======== EXCERPT TO READ ========

# Elimination system used in the Olympics?



## hkim823 (Oct 6, 2004)

From http://archeryweb.com/archery/olympics.htm

Individual Competition

The format of the men's and women's individual competition is the same and consists of a ranking round followed by the FITA Olympics round.
In the ranking round, archers shoot 72 arrows at a target 70 meters (229 feet, 8 inches) away in 12 ends of six arrows each. A perfect score is 720.
The same set of shots is used to seed teams for the team competitions.
The FITA Olympic round is divided into the elimination round and the finals round.
The 64 competitors, seeded from the ranking round, advance to the elimination round, a single-elimination, head-to-head style of competition (seed No. 64 vs. seed No. 1, 63 vs. 2, etc).
Six ends of three arrows -- for a total of 18 -- are shot at a target 70 meters away with a 40-second time limit per arrow.
Winners of each match move on to the next round. 

The finals round is held when the field has been narrowed to eight archers.

======== DATA EXTRACT ========

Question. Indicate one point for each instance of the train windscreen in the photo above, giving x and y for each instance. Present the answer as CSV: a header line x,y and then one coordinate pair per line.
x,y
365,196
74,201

========

(SET EXERCISE 1): Please transcribe everything in the Olympic archery post from "## hkim823 (Oct" down to "limit per arrow.".
(SET EXERCISE 2): In one to three sentences, explain how the Olympic archery post says the pairings in the elimination round are decided.
(SET EXERCISE 3): According to the Olympic archery post, what is the time limit per arrow in the elimination round?

(EXERCISE SOLUTION 1):
## hkim823 (Oct 6, 2004)

From http://archeryweb.com/archery/olympics.htm

Individual Competition

The format of the men's and women's individual competition is the same and consists of a ranking round followed by the FITA Olympics round.
In the ranking round, archers shoot 72 arrows at a target 70 meters (229 feet, 8 inches) away in 12 ends of six arrows each. A perfect score is 720.
The same set of shots is used to seed teams for the team competitions.
The FITA Olympic round is divided into the elimination round and the finals round.
The 64 competitors, seeded from the ranking round, advance to the elimination round, a single-elimination, head-to-head style of competition (seed No. 64 vs. seed No. 1, 63 vs. 2, etc).
Six ends of three arrows -- for a total of 18 -- are shot at a target 70 meters away with a 40-second time limit per arrow.

(EXERCISE SOLUTION 2): The pairings come from the seeding set in the ranking round, where each archer shoots 72 arrows. The 64 seeded archers then meet head to head, with the lowest seed against the highest: No. 64 faces No. 1, No. 63 faces No. 2, and so on.

(EXERCISE SOLUTION 3): 40 seconds per arrow.